BEGIN Page text

This seems very nitpicky
In other words a perfect topic for HN
There’s a much less awkward way to keep a change log:
Keep a change log.
As a solo developer, I rarely struggle to remember what changed yesterday. I often struggle to remember why I made a decision six months ago.
Conventional commits are most valuable to me as historical context rather than as a release-management tool.
The larger the project becomes, the more useful that context gets.
I think some structure in commit messages is helpful, but not to the point where it gets in the way of effectively reflecting what the commit contains, why it was done, and any comments for future reference, e.g. potential regressions.
I have never been involved in a project where people make good commits. Having a convention at least forces people to make thoughtful one-liners.
So much commit hygiene and fuss appears git induced. Use something other than git and the problems disappear.
I have long despised Conventional Commits for pretty much these reasons. Yes, it’s structure, but it’s not useful structure. Of the five things it claims to enable, three are nonsense and the other two are actively bad.

END Page text

Complete the following:
1 - Condense the paragraph in the discussion of commit conventions that begins "I have long despised Conventional Commits", keeping its main points.
2 - Reproduce word for word the part of the discussion of commit conventions starting with "I think some" and going on through "make thoughtful one-liners.".

BEGIN Dataset records

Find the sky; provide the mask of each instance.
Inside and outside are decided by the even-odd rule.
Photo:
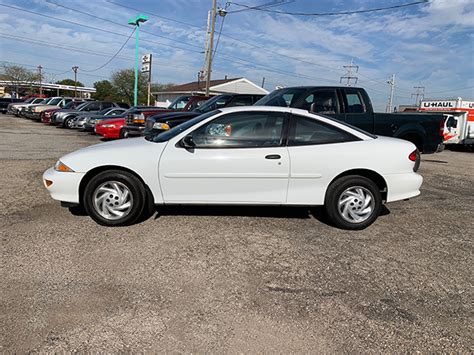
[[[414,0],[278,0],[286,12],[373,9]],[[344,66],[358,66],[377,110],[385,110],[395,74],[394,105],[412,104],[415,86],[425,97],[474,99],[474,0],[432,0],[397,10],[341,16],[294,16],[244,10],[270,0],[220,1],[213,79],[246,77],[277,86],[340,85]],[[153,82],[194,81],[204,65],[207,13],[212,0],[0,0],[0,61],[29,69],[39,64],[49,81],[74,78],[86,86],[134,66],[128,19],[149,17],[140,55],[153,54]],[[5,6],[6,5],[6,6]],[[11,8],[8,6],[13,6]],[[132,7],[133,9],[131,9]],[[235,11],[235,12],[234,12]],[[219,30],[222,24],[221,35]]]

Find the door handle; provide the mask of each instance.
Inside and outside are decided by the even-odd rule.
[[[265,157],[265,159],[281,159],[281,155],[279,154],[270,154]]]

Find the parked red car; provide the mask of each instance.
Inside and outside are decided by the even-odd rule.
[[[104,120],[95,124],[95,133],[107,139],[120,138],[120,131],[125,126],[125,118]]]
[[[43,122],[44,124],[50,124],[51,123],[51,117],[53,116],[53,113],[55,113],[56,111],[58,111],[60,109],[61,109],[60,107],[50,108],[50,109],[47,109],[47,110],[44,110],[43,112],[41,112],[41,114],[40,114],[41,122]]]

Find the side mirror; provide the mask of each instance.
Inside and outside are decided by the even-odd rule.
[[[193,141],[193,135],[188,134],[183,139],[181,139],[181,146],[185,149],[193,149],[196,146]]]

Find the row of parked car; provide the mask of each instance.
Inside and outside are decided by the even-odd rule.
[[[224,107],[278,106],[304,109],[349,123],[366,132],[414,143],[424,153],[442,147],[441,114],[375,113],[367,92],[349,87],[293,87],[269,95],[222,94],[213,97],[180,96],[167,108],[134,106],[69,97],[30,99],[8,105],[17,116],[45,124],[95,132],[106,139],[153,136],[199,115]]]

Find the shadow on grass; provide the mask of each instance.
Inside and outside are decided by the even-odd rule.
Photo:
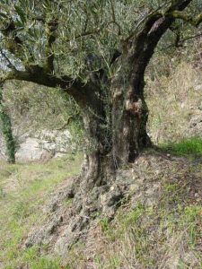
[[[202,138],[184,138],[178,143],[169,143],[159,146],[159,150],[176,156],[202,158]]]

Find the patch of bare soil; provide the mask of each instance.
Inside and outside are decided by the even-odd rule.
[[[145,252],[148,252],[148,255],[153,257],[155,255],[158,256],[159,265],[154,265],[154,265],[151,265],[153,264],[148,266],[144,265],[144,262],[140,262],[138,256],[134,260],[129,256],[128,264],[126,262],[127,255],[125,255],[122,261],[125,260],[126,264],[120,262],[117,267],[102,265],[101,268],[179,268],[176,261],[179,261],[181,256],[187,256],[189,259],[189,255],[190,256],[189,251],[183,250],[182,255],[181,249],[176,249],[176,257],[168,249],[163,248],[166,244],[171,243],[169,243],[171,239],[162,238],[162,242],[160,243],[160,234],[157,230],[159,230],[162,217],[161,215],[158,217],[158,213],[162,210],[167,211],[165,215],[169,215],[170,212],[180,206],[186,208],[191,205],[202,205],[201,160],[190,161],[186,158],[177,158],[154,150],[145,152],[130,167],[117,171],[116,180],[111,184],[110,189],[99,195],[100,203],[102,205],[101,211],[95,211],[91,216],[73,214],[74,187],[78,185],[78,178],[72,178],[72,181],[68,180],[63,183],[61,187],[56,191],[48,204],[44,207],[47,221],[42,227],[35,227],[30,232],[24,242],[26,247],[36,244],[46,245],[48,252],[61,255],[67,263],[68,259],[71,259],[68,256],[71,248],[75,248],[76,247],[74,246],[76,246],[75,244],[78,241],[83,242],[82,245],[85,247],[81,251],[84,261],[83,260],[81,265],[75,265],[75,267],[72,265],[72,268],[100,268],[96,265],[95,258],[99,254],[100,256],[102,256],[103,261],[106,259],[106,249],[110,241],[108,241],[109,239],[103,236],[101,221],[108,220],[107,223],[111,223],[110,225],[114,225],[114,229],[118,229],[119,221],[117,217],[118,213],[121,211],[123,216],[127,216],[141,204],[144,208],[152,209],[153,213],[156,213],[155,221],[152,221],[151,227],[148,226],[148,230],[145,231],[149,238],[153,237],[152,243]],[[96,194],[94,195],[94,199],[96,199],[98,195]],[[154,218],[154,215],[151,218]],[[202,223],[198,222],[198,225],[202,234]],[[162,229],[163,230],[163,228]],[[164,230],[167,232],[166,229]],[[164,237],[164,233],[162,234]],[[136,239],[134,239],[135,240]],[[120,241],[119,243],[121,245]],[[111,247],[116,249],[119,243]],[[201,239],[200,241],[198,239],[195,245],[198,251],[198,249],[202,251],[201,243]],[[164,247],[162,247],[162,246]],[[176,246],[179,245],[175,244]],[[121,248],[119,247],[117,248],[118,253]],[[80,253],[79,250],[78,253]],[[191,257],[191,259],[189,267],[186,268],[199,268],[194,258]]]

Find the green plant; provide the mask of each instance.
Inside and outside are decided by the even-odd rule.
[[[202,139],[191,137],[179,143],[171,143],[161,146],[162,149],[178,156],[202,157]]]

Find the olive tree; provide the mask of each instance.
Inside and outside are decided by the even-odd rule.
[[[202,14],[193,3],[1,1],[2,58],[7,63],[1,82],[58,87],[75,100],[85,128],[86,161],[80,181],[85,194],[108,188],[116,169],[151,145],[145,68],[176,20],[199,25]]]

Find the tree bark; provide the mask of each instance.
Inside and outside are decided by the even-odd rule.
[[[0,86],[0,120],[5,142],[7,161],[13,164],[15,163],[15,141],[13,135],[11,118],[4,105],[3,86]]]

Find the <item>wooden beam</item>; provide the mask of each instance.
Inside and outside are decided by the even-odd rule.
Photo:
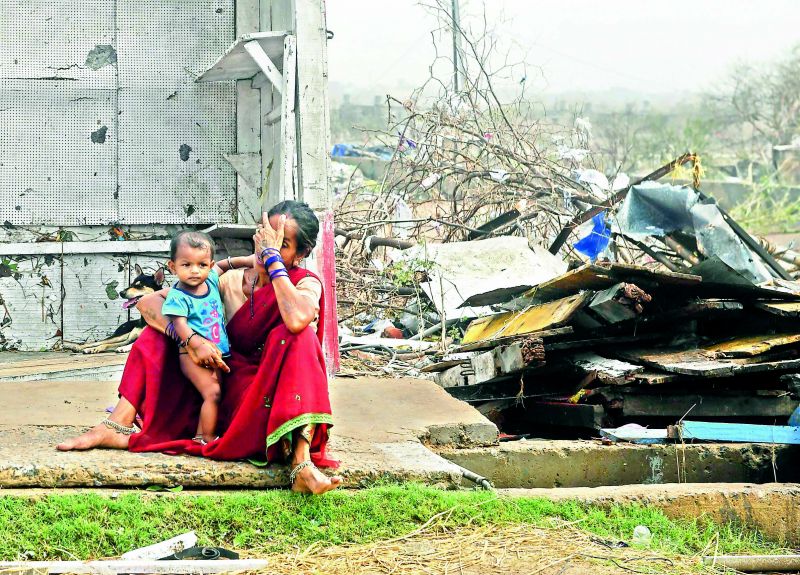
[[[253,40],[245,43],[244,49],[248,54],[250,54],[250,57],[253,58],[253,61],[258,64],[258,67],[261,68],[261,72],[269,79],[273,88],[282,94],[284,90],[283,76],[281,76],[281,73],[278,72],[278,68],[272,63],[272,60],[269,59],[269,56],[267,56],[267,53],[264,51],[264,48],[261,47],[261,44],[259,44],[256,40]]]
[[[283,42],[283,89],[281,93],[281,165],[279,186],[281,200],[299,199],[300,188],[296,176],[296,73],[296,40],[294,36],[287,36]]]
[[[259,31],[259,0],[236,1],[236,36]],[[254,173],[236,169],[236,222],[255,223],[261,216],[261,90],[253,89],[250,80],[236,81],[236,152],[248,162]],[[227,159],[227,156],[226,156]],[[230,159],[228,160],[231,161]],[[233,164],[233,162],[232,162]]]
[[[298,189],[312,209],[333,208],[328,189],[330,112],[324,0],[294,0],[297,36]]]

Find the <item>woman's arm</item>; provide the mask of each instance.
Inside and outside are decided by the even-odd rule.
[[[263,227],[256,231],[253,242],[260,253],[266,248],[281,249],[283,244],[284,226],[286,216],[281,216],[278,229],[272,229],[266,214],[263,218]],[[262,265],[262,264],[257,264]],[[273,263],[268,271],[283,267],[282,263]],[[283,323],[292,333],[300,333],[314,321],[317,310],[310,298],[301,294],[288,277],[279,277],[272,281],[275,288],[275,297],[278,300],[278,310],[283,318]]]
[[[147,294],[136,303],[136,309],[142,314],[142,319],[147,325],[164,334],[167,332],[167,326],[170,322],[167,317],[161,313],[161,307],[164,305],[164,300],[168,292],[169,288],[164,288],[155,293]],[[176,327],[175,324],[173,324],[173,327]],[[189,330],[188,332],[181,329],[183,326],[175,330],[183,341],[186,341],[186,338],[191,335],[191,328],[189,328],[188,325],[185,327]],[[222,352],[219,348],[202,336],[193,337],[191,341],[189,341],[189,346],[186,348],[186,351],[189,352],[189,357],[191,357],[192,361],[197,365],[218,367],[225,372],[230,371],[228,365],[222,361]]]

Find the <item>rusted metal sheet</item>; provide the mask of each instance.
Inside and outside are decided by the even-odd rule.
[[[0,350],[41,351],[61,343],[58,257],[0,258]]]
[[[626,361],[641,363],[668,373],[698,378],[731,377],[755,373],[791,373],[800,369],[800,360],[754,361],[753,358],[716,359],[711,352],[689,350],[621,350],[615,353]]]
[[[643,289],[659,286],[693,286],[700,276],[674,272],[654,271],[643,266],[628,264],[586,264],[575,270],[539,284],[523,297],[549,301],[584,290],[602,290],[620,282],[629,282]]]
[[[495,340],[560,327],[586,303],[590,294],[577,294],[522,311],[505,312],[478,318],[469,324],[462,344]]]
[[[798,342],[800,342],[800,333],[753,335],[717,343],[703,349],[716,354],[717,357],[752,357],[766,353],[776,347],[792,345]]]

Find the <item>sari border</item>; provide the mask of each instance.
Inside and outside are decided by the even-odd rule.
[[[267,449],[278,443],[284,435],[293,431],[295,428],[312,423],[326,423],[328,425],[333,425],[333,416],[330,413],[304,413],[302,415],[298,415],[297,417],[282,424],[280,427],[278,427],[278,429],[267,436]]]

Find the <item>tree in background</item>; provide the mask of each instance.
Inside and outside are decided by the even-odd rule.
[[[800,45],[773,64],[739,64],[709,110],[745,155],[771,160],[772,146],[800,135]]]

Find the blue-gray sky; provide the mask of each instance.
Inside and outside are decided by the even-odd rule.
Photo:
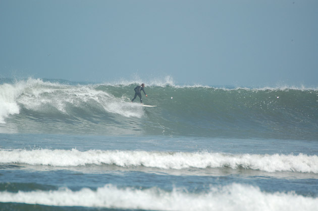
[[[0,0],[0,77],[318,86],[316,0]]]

END Dataset records
BEGIN Dataset records

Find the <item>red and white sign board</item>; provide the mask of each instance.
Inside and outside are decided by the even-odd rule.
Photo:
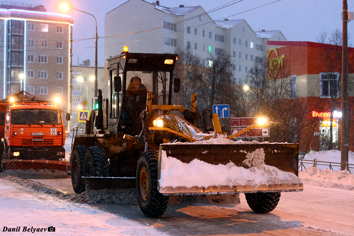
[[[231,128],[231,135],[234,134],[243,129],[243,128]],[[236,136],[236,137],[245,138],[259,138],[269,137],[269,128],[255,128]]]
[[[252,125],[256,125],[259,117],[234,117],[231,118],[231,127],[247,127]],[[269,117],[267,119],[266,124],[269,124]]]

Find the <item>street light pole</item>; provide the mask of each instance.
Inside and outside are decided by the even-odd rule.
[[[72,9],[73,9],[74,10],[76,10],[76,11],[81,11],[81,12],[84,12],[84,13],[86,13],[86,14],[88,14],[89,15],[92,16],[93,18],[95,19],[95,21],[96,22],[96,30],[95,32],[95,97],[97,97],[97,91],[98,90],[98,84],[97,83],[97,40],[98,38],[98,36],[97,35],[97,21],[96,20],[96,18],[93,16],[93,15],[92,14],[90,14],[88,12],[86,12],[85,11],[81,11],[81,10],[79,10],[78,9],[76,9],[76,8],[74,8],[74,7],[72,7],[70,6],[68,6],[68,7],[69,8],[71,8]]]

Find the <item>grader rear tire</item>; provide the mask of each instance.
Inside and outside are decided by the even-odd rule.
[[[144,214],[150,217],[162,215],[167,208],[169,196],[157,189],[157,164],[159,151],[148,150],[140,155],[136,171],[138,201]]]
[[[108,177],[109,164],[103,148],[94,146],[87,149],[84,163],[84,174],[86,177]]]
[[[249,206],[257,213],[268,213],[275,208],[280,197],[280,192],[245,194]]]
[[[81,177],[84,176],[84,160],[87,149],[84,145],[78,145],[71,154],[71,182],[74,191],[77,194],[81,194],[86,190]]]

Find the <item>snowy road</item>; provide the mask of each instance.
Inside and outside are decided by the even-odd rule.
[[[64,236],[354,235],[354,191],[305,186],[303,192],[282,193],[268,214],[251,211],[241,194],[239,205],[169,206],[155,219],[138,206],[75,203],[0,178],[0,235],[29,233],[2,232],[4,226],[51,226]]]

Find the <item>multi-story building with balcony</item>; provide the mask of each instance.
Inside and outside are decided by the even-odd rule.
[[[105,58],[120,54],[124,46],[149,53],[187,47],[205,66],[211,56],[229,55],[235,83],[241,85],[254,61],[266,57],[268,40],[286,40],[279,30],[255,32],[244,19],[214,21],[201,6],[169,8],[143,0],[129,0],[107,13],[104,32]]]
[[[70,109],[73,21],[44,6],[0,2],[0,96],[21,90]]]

END Dataset records
BEGIN Dataset records

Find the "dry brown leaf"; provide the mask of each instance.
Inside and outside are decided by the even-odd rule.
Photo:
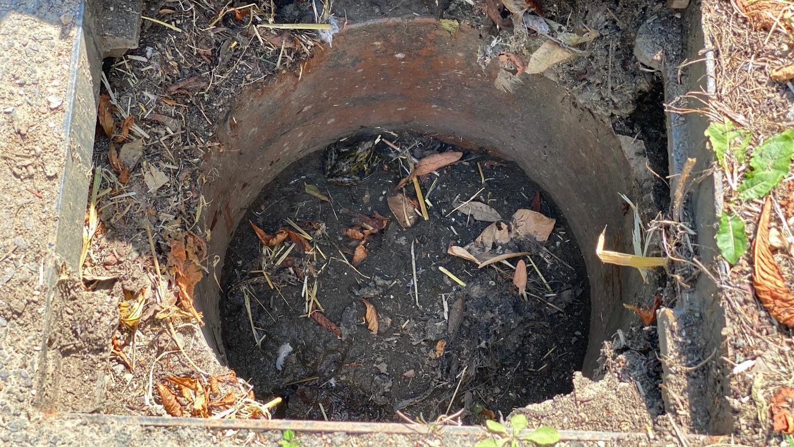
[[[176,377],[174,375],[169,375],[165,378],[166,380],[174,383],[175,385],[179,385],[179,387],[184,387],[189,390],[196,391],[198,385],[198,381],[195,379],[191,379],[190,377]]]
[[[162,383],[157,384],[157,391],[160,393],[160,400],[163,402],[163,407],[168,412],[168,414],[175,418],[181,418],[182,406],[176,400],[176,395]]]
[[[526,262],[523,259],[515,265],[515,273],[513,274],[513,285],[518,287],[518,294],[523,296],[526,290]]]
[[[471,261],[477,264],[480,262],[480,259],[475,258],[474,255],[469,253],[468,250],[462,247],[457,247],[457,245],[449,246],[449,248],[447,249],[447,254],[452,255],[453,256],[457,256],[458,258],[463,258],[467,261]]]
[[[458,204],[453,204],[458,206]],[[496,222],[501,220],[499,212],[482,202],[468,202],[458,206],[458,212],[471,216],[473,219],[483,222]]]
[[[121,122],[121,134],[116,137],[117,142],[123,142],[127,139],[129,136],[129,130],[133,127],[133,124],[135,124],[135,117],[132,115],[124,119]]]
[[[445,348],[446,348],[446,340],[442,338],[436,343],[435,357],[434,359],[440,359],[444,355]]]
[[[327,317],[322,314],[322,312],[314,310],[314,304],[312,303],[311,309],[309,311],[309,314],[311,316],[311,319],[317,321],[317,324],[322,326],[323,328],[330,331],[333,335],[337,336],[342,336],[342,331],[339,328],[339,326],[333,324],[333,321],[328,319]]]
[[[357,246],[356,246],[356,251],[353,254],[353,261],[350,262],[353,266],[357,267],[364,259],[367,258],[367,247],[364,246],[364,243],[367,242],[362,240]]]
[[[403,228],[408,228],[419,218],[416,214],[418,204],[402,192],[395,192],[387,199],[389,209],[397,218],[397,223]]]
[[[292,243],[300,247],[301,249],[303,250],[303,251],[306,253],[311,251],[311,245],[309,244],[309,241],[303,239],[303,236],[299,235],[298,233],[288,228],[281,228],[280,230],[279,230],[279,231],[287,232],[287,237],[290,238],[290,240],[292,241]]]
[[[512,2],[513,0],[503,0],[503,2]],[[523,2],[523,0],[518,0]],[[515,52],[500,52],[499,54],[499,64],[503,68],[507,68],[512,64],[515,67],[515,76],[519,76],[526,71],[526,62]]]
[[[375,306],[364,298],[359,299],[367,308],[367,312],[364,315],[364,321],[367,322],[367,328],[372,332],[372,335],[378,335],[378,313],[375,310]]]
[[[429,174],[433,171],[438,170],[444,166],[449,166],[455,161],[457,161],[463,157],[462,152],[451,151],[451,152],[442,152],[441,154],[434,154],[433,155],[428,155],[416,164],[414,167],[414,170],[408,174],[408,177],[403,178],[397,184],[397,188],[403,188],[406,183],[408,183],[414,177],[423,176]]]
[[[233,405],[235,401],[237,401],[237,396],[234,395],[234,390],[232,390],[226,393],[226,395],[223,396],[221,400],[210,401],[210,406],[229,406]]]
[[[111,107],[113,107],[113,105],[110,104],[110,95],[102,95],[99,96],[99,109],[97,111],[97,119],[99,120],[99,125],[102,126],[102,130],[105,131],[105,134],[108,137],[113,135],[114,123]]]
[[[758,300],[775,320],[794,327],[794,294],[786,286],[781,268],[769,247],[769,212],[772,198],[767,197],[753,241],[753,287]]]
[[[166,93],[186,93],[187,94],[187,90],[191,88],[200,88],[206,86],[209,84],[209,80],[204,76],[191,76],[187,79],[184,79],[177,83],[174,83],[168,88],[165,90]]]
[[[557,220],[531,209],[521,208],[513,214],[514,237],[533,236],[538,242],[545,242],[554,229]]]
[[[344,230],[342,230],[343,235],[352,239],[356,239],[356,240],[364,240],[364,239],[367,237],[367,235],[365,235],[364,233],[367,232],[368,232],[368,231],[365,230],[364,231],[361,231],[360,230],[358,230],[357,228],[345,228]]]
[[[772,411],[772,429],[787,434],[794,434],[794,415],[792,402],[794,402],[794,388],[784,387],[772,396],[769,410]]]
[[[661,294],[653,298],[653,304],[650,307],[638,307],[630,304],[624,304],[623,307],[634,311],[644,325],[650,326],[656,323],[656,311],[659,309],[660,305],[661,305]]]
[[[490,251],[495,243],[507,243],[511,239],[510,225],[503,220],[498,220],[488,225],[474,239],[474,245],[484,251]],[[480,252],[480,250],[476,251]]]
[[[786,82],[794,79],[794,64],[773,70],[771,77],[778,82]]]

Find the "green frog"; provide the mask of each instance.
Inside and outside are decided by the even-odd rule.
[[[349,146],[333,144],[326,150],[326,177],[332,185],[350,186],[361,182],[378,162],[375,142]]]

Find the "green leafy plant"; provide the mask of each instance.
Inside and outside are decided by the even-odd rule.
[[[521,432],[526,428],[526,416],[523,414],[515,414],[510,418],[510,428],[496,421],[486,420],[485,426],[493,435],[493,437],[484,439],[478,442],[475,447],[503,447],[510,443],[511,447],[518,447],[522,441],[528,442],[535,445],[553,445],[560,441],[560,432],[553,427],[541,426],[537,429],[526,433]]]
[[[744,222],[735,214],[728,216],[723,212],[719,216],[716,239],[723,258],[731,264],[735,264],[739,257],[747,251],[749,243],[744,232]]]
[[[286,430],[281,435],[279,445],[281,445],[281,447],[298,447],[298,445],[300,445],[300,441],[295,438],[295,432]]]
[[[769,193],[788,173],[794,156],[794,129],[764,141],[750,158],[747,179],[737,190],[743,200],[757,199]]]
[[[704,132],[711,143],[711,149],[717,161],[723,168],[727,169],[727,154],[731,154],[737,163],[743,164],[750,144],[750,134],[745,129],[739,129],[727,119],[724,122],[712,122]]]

END Dataset records

Task answers:
1 - The writer has long despised Conventional Commits because its structure isn't useful: of the five things it claims to enable, three are nonsense and two are actively bad.

2 -
I think some structure in commit messages is helpful, but not to the point where it gets in the way of effectively reflecting what the commit contains, why it was done, and any comments for future reference, e.g. potential regressions.
I have never been involved in a project where people make good commits. Having a convention at least forces people to make thoughtful one-liners.